Re: "Hollywood hacking bill" / RFF Reply & Links

From: Nancy Willard <nwillard[_at_]OREGON.UOREGON.EDU>
Date: Fri, 27 Sep 2002 03:58:58 -0700


All of which brings to mind an editorial that Valenti wrote shortly after the Columbine shootings where he suggested that media violence should not be considered to blame, rather society (and who is the major transmitter of society values???). He suggested that elementary students should have a half hour lesson every day addressing "what is right, and what is wrong."

I have often pondered how much better off we would be as a society of some corporate executives would spend a mere 30 minutes a week pondering what is right and what is wrong about the business decisions they are considering.

Nancy

Nancy Willard, M.S., J.D.

Center for Advanced Technology in Education University of Oregon, College of Education E-mail: nwillard[_at_]oregon.uoregon.edu
URL: http://netizen.uoregon.edu

Responsible Netizen Institute
URL:http://responsiblenetizen.org

Richard Forno wrote:

> The way the bill reads, ANY copyright holder can take action - big or small.
> I routinely copyright my e-mails and of course my articles -- so technically
> I could come after you if I suspect you had my copyrighted material on your
> system. Not that I would, but I could under Berman's Bill. :)
>
> Berman's POS bill was so broadly written that in a surprising move, the day
> it was introduced, MPAA's King Jack Valenti had to back away from his
> typical fanatical antipiracy rhetoric, saying "we need to work with the Hill
> more" on the bill......to his credit, he realized how broad this bill is and
> that it went far beyond what Hollywood's lobbyists intended. Of course,
> RIAA's Queen Hillary Rosen was all-too-quick to jump and praise Berman while
> signing the check for his monthly "we own you" payment.
>
> Hollywood's cartels want the Berman Bill to say it's okay for THEM to hunt,
> probe, disrupt, degrade, destroy P2P sites and infringing material, but not
> for ANY copyright holder to do so, which automatically makes Hollywood just
> as much a target as Joe Sixpack, College Students, and ISPs.
>
> If this distinction is made, it will set a new precedent for Hollywood's
> entertainment cartels maintaining their monopoly status and influence over
> the creative industry (they're doing it with the Fritz Chip, Palladium, and
> TCPA anyway).
>
> Unfortunately, this also means if this change is made, Congress is
> essentially telling the "little publishers, artists, and indie groups" that
> their intellectual property interests are not important to America, only
> those of the "major" RIAA/MPAA-endorsed entertainment firms.
>
> The situation is - and they are - Scary. Sad. Pathetic. Greedy. Igornant.

[Items from a labeling collection]
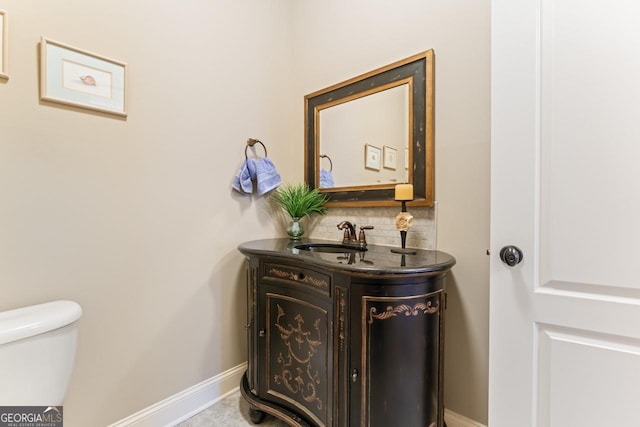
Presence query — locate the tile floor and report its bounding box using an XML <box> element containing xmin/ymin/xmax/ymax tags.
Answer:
<box><xmin>176</xmin><ymin>391</ymin><xmax>287</xmax><ymax>427</ymax></box>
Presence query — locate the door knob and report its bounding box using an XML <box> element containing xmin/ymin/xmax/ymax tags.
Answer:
<box><xmin>500</xmin><ymin>246</ymin><xmax>524</xmax><ymax>267</ymax></box>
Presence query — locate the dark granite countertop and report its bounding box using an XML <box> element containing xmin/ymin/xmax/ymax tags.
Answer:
<box><xmin>238</xmin><ymin>238</ymin><xmax>456</xmax><ymax>274</ymax></box>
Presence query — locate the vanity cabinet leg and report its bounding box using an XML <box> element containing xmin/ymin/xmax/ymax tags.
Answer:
<box><xmin>249</xmin><ymin>408</ymin><xmax>267</xmax><ymax>424</ymax></box>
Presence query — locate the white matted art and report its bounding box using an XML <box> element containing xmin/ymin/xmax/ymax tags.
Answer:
<box><xmin>40</xmin><ymin>37</ymin><xmax>127</xmax><ymax>117</ymax></box>
<box><xmin>364</xmin><ymin>144</ymin><xmax>382</xmax><ymax>171</ymax></box>
<box><xmin>382</xmin><ymin>145</ymin><xmax>398</xmax><ymax>170</ymax></box>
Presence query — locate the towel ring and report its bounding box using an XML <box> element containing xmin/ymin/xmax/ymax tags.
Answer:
<box><xmin>244</xmin><ymin>138</ymin><xmax>267</xmax><ymax>159</ymax></box>
<box><xmin>320</xmin><ymin>154</ymin><xmax>333</xmax><ymax>172</ymax></box>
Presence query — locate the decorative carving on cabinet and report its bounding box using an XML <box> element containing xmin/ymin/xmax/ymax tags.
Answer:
<box><xmin>267</xmin><ymin>267</ymin><xmax>329</xmax><ymax>288</ymax></box>
<box><xmin>369</xmin><ymin>301</ymin><xmax>440</xmax><ymax>323</ymax></box>
<box><xmin>273</xmin><ymin>304</ymin><xmax>323</xmax><ymax>410</ymax></box>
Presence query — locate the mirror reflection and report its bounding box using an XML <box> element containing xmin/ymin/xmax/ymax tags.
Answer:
<box><xmin>305</xmin><ymin>50</ymin><xmax>434</xmax><ymax>206</ymax></box>
<box><xmin>318</xmin><ymin>83</ymin><xmax>410</xmax><ymax>188</ymax></box>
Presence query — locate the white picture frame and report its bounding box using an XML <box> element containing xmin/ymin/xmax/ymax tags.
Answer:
<box><xmin>382</xmin><ymin>145</ymin><xmax>398</xmax><ymax>170</ymax></box>
<box><xmin>40</xmin><ymin>37</ymin><xmax>127</xmax><ymax>117</ymax></box>
<box><xmin>0</xmin><ymin>9</ymin><xmax>9</xmax><ymax>80</ymax></box>
<box><xmin>364</xmin><ymin>144</ymin><xmax>382</xmax><ymax>171</ymax></box>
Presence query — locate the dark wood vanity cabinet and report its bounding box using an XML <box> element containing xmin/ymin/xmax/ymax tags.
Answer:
<box><xmin>239</xmin><ymin>239</ymin><xmax>455</xmax><ymax>427</ymax></box>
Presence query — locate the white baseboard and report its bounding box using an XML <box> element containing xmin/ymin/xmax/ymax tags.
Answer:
<box><xmin>109</xmin><ymin>362</ymin><xmax>247</xmax><ymax>427</ymax></box>
<box><xmin>444</xmin><ymin>409</ymin><xmax>487</xmax><ymax>427</ymax></box>
<box><xmin>108</xmin><ymin>362</ymin><xmax>486</xmax><ymax>427</ymax></box>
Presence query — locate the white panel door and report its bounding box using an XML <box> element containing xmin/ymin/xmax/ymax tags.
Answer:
<box><xmin>489</xmin><ymin>0</ymin><xmax>640</xmax><ymax>427</ymax></box>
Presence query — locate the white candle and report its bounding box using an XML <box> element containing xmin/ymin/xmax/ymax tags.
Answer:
<box><xmin>396</xmin><ymin>184</ymin><xmax>413</xmax><ymax>201</ymax></box>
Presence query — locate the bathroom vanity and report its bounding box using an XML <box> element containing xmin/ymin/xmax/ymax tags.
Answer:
<box><xmin>238</xmin><ymin>239</ymin><xmax>455</xmax><ymax>427</ymax></box>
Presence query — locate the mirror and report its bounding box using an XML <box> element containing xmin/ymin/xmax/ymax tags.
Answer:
<box><xmin>305</xmin><ymin>50</ymin><xmax>434</xmax><ymax>206</ymax></box>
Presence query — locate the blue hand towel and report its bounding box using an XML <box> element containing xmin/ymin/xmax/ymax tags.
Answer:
<box><xmin>254</xmin><ymin>157</ymin><xmax>282</xmax><ymax>196</ymax></box>
<box><xmin>231</xmin><ymin>159</ymin><xmax>255</xmax><ymax>194</ymax></box>
<box><xmin>320</xmin><ymin>169</ymin><xmax>334</xmax><ymax>188</ymax></box>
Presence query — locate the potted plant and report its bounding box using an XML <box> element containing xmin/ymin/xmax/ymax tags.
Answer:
<box><xmin>271</xmin><ymin>183</ymin><xmax>329</xmax><ymax>240</ymax></box>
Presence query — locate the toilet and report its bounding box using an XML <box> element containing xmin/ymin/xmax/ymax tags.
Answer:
<box><xmin>0</xmin><ymin>301</ymin><xmax>82</xmax><ymax>406</ymax></box>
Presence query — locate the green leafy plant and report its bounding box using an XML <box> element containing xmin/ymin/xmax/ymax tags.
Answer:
<box><xmin>271</xmin><ymin>183</ymin><xmax>329</xmax><ymax>218</ymax></box>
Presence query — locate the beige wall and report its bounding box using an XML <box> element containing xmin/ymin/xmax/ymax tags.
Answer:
<box><xmin>294</xmin><ymin>0</ymin><xmax>490</xmax><ymax>423</ymax></box>
<box><xmin>0</xmin><ymin>0</ymin><xmax>302</xmax><ymax>427</ymax></box>
<box><xmin>0</xmin><ymin>0</ymin><xmax>490</xmax><ymax>427</ymax></box>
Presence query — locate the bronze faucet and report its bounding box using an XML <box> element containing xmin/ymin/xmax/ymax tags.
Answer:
<box><xmin>338</xmin><ymin>221</ymin><xmax>373</xmax><ymax>248</ymax></box>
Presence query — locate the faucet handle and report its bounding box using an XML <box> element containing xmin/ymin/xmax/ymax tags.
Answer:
<box><xmin>358</xmin><ymin>225</ymin><xmax>373</xmax><ymax>247</ymax></box>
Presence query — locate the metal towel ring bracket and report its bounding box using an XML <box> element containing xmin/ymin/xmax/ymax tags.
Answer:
<box><xmin>244</xmin><ymin>138</ymin><xmax>267</xmax><ymax>159</ymax></box>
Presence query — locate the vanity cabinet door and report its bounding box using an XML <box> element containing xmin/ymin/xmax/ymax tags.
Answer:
<box><xmin>258</xmin><ymin>280</ymin><xmax>334</xmax><ymax>426</ymax></box>
<box><xmin>351</xmin><ymin>284</ymin><xmax>444</xmax><ymax>427</ymax></box>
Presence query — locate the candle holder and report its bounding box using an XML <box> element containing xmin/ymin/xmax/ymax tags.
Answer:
<box><xmin>391</xmin><ymin>200</ymin><xmax>417</xmax><ymax>255</ymax></box>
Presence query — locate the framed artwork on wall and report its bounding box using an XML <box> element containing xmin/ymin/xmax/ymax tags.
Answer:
<box><xmin>0</xmin><ymin>10</ymin><xmax>9</xmax><ymax>79</ymax></box>
<box><xmin>40</xmin><ymin>37</ymin><xmax>127</xmax><ymax>117</ymax></box>
<box><xmin>382</xmin><ymin>145</ymin><xmax>398</xmax><ymax>170</ymax></box>
<box><xmin>364</xmin><ymin>144</ymin><xmax>382</xmax><ymax>171</ymax></box>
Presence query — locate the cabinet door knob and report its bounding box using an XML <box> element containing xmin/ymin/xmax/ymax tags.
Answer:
<box><xmin>500</xmin><ymin>246</ymin><xmax>524</xmax><ymax>267</ymax></box>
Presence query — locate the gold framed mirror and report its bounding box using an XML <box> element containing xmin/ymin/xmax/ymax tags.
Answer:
<box><xmin>304</xmin><ymin>50</ymin><xmax>435</xmax><ymax>207</ymax></box>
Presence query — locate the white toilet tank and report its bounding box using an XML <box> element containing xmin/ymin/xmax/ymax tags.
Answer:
<box><xmin>0</xmin><ymin>301</ymin><xmax>82</xmax><ymax>406</ymax></box>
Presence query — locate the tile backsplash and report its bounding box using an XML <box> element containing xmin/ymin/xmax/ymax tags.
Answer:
<box><xmin>307</xmin><ymin>204</ymin><xmax>437</xmax><ymax>249</ymax></box>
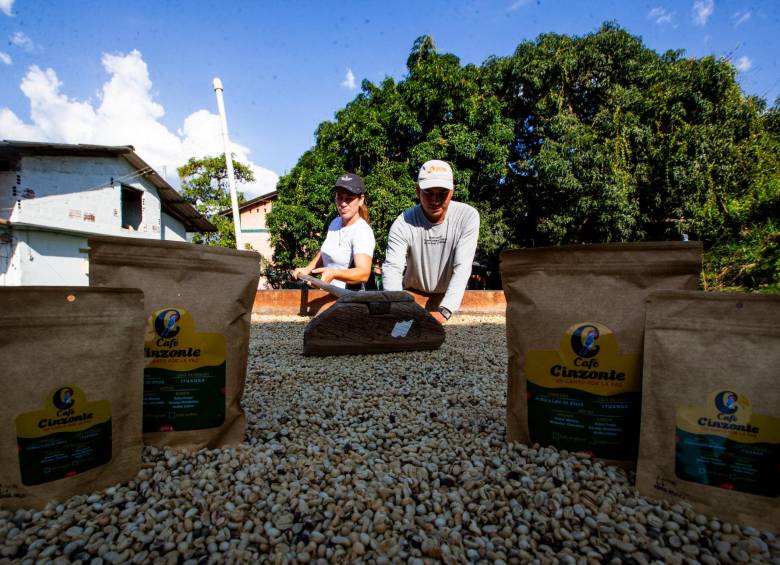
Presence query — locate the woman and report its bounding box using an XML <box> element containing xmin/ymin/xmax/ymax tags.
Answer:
<box><xmin>293</xmin><ymin>173</ymin><xmax>375</xmax><ymax>288</ymax></box>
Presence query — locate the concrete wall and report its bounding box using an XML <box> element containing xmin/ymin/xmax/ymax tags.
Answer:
<box><xmin>16</xmin><ymin>227</ymin><xmax>89</xmax><ymax>286</ymax></box>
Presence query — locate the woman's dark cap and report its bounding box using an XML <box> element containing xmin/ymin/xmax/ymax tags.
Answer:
<box><xmin>335</xmin><ymin>173</ymin><xmax>366</xmax><ymax>196</ymax></box>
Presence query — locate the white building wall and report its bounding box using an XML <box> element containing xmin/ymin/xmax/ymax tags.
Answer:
<box><xmin>7</xmin><ymin>156</ymin><xmax>162</xmax><ymax>239</ymax></box>
<box><xmin>161</xmin><ymin>212</ymin><xmax>187</xmax><ymax>241</ymax></box>
<box><xmin>0</xmin><ymin>228</ymin><xmax>22</xmax><ymax>286</ymax></box>
<box><xmin>0</xmin><ymin>152</ymin><xmax>193</xmax><ymax>286</ymax></box>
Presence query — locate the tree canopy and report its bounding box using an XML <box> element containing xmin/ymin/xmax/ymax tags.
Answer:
<box><xmin>177</xmin><ymin>153</ymin><xmax>255</xmax><ymax>247</ymax></box>
<box><xmin>268</xmin><ymin>23</ymin><xmax>780</xmax><ymax>288</ymax></box>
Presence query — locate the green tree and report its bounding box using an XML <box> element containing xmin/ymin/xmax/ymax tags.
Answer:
<box><xmin>268</xmin><ymin>36</ymin><xmax>512</xmax><ymax>282</ymax></box>
<box><xmin>269</xmin><ymin>27</ymin><xmax>780</xmax><ymax>288</ymax></box>
<box><xmin>177</xmin><ymin>153</ymin><xmax>255</xmax><ymax>247</ymax></box>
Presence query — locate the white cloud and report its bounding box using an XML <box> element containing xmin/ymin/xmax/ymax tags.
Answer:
<box><xmin>509</xmin><ymin>0</ymin><xmax>532</xmax><ymax>12</ymax></box>
<box><xmin>8</xmin><ymin>31</ymin><xmax>37</xmax><ymax>53</ymax></box>
<box><xmin>733</xmin><ymin>12</ymin><xmax>752</xmax><ymax>27</ymax></box>
<box><xmin>0</xmin><ymin>50</ymin><xmax>278</xmax><ymax>198</ymax></box>
<box><xmin>734</xmin><ymin>57</ymin><xmax>753</xmax><ymax>73</ymax></box>
<box><xmin>693</xmin><ymin>0</ymin><xmax>715</xmax><ymax>26</ymax></box>
<box><xmin>0</xmin><ymin>0</ymin><xmax>14</xmax><ymax>16</ymax></box>
<box><xmin>647</xmin><ymin>6</ymin><xmax>674</xmax><ymax>24</ymax></box>
<box><xmin>341</xmin><ymin>69</ymin><xmax>357</xmax><ymax>90</ymax></box>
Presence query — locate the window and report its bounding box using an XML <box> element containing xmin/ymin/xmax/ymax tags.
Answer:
<box><xmin>122</xmin><ymin>185</ymin><xmax>144</xmax><ymax>231</ymax></box>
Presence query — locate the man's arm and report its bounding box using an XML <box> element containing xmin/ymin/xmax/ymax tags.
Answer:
<box><xmin>382</xmin><ymin>214</ymin><xmax>409</xmax><ymax>290</ymax></box>
<box><xmin>440</xmin><ymin>209</ymin><xmax>479</xmax><ymax>313</ymax></box>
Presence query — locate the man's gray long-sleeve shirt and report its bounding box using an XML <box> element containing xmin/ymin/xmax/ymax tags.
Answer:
<box><xmin>382</xmin><ymin>202</ymin><xmax>479</xmax><ymax>312</ymax></box>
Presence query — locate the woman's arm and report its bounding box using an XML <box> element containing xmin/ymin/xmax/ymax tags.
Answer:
<box><xmin>311</xmin><ymin>253</ymin><xmax>371</xmax><ymax>284</ymax></box>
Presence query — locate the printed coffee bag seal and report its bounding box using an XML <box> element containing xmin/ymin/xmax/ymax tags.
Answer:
<box><xmin>501</xmin><ymin>242</ymin><xmax>702</xmax><ymax>466</ymax></box>
<box><xmin>637</xmin><ymin>292</ymin><xmax>780</xmax><ymax>531</ymax></box>
<box><xmin>0</xmin><ymin>286</ymin><xmax>144</xmax><ymax>508</ymax></box>
<box><xmin>89</xmin><ymin>237</ymin><xmax>260</xmax><ymax>449</ymax></box>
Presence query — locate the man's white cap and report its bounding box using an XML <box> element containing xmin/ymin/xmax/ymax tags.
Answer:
<box><xmin>417</xmin><ymin>159</ymin><xmax>455</xmax><ymax>190</ymax></box>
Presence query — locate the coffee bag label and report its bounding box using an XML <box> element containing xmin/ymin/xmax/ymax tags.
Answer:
<box><xmin>16</xmin><ymin>385</ymin><xmax>111</xmax><ymax>486</ymax></box>
<box><xmin>143</xmin><ymin>308</ymin><xmax>226</xmax><ymax>432</ymax></box>
<box><xmin>525</xmin><ymin>321</ymin><xmax>642</xmax><ymax>460</ymax></box>
<box><xmin>675</xmin><ymin>389</ymin><xmax>780</xmax><ymax>497</ymax></box>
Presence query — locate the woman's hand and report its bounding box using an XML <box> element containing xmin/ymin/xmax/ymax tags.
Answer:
<box><xmin>311</xmin><ymin>267</ymin><xmax>339</xmax><ymax>283</ymax></box>
<box><xmin>293</xmin><ymin>267</ymin><xmax>311</xmax><ymax>280</ymax></box>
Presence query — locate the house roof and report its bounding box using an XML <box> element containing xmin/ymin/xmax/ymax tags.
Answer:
<box><xmin>0</xmin><ymin>140</ymin><xmax>217</xmax><ymax>232</ymax></box>
<box><xmin>219</xmin><ymin>190</ymin><xmax>276</xmax><ymax>217</ymax></box>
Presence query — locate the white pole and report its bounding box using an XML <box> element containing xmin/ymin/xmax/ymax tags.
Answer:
<box><xmin>213</xmin><ymin>78</ymin><xmax>244</xmax><ymax>249</ymax></box>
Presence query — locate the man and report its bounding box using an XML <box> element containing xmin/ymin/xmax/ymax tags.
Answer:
<box><xmin>382</xmin><ymin>160</ymin><xmax>479</xmax><ymax>323</ymax></box>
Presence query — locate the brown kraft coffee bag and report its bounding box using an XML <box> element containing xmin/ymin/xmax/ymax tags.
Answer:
<box><xmin>501</xmin><ymin>242</ymin><xmax>702</xmax><ymax>466</ymax></box>
<box><xmin>0</xmin><ymin>286</ymin><xmax>144</xmax><ymax>509</ymax></box>
<box><xmin>89</xmin><ymin>237</ymin><xmax>260</xmax><ymax>449</ymax></box>
<box><xmin>637</xmin><ymin>292</ymin><xmax>780</xmax><ymax>532</ymax></box>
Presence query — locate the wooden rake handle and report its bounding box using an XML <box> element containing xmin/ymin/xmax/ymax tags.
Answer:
<box><xmin>298</xmin><ymin>275</ymin><xmax>353</xmax><ymax>298</ymax></box>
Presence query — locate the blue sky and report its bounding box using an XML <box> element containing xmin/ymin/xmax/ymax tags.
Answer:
<box><xmin>0</xmin><ymin>0</ymin><xmax>780</xmax><ymax>196</ymax></box>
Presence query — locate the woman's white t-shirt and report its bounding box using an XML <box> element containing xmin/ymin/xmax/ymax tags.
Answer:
<box><xmin>320</xmin><ymin>216</ymin><xmax>376</xmax><ymax>288</ymax></box>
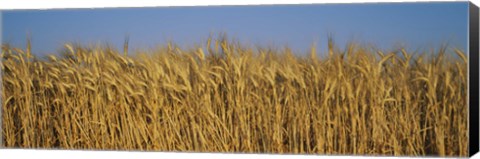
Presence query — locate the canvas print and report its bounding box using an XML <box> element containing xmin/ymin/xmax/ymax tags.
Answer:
<box><xmin>1</xmin><ymin>2</ymin><xmax>469</xmax><ymax>157</ymax></box>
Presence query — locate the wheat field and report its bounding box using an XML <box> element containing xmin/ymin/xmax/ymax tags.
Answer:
<box><xmin>1</xmin><ymin>39</ymin><xmax>468</xmax><ymax>156</ymax></box>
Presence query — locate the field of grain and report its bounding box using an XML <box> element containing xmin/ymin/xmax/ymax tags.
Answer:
<box><xmin>1</xmin><ymin>39</ymin><xmax>468</xmax><ymax>156</ymax></box>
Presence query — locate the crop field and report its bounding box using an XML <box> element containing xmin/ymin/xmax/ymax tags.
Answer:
<box><xmin>1</xmin><ymin>39</ymin><xmax>468</xmax><ymax>156</ymax></box>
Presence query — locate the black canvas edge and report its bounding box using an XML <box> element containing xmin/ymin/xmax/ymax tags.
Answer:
<box><xmin>468</xmin><ymin>2</ymin><xmax>480</xmax><ymax>157</ymax></box>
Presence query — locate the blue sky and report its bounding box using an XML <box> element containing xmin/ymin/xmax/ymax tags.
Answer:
<box><xmin>2</xmin><ymin>2</ymin><xmax>468</xmax><ymax>55</ymax></box>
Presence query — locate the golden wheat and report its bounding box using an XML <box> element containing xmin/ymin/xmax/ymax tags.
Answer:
<box><xmin>2</xmin><ymin>39</ymin><xmax>468</xmax><ymax>156</ymax></box>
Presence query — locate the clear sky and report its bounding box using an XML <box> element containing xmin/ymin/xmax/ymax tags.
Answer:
<box><xmin>2</xmin><ymin>2</ymin><xmax>468</xmax><ymax>55</ymax></box>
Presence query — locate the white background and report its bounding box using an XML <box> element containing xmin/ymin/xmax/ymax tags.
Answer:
<box><xmin>0</xmin><ymin>0</ymin><xmax>480</xmax><ymax>159</ymax></box>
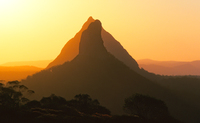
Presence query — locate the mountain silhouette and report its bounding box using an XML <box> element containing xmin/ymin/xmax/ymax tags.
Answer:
<box><xmin>47</xmin><ymin>17</ymin><xmax>140</xmax><ymax>71</ymax></box>
<box><xmin>22</xmin><ymin>20</ymin><xmax>200</xmax><ymax>123</ymax></box>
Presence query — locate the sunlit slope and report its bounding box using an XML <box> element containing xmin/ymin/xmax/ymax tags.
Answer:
<box><xmin>0</xmin><ymin>66</ymin><xmax>42</xmax><ymax>81</ymax></box>
<box><xmin>22</xmin><ymin>20</ymin><xmax>198</xmax><ymax>120</ymax></box>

__STATED EXERCISE__. Summarize the email reply about the "Hollywood hacking bill" in two sentences. The records play no part in this work.

__RESPONSE__. Nancy Willard recalls an editorial Valenti wrote after the Columbine shootings, which blamed society rather than media violence and proposed a daily half-hour lesson for elementary students on what is right and wrong, and wishes some corporate executives would spend 30 minutes a week weighing the right and wrong of their business decisions. The quoted message from Richard Forno says Berman's bill is so broad that any copyright holder could take action, that Hollywood's cartels want that power kept for themselves, and that such a change would tell small publishers, artists and indie groups their intellectual property interests are not important.